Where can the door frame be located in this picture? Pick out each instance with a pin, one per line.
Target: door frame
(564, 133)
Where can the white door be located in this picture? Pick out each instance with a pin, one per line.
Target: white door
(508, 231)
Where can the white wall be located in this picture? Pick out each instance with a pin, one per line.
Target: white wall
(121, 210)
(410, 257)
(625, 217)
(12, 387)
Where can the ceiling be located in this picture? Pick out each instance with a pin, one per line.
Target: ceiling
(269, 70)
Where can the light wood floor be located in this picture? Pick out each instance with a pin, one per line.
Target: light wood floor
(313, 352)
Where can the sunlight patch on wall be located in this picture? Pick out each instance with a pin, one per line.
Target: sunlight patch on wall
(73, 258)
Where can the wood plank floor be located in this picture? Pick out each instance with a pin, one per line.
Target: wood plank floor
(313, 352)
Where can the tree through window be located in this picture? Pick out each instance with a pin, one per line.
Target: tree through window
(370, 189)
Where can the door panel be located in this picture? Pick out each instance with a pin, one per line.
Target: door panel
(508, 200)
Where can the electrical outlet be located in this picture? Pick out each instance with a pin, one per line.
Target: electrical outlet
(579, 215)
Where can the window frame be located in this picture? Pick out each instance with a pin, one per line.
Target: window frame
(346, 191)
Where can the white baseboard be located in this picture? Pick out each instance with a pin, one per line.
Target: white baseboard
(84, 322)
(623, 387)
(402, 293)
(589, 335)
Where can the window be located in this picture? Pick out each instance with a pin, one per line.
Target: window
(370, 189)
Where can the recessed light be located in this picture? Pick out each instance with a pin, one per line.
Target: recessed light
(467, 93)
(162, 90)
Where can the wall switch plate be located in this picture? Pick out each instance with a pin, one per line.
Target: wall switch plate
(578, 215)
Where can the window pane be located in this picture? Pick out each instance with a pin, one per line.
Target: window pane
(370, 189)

### WHAT THE TASK ASKS
Copy out the records above exactly and completely.

### SOLUTION FOR THIS PROBLEM
Where can the door frame be located in this picture? Pick out each instance with a pin, one per line.
Target: door frame
(564, 133)
Where can the white door be located in this picture? Pick out each instance with a pin, one per line.
Target: white door
(508, 231)
Where can the white wall be located in this picture? Pick out each instance with a pin, one per line.
Target: white wall
(121, 210)
(410, 257)
(625, 217)
(12, 387)
Where can the ceiling be located in this picture? Pick out each instance with a pin, one per line.
Target: ceiling
(269, 70)
Where can the light wood floor be located in this picture? Pick out each instance with a pin, one per line.
Target: light wood floor
(313, 352)
Where can the sunlight patch on wall be located in this picture? Pick out each instance with a pin, one per line.
Target: sunlight patch on wall
(73, 258)
Where can the wood plank floor be located in this picture? Pick out each instance with a pin, one per line.
Target: wood plank floor
(313, 352)
Where can the tree through window be located in this picture? Pick out each instance with a pin, one per line.
Target: tree through window
(370, 189)
Where can the door panel be located in this picture? Pick out each instance with a pin, one per line.
Target: door panel
(508, 200)
Where can the electrical outlet be located in this picture? Pick out each instance with a pin, one per line.
Target: electrical outlet
(579, 215)
Where can the window frame be located in this picture? Pick out each instance with a pin, one per line.
Target: window frame
(346, 191)
Where can the white baseboard be located in this picture? Pick out each instance with a pin, one per line.
Target: white baseboard
(84, 322)
(623, 387)
(402, 293)
(589, 335)
Where can the window be located in this picture? Pick out each instance with a pin, one per line.
Target: window
(370, 189)
Where can the recessed light be located in this picture? Pick out each instance with a pin, one per line.
Target: recessed light
(467, 93)
(162, 90)
Where can the wall switch plate be located in this picture? Pick out each instance with a pin, one per line.
Target: wall switch plate
(578, 215)
Where can the window pane be located in this picture? Pick out each instance with a pin, one per line.
Target: window pane
(370, 189)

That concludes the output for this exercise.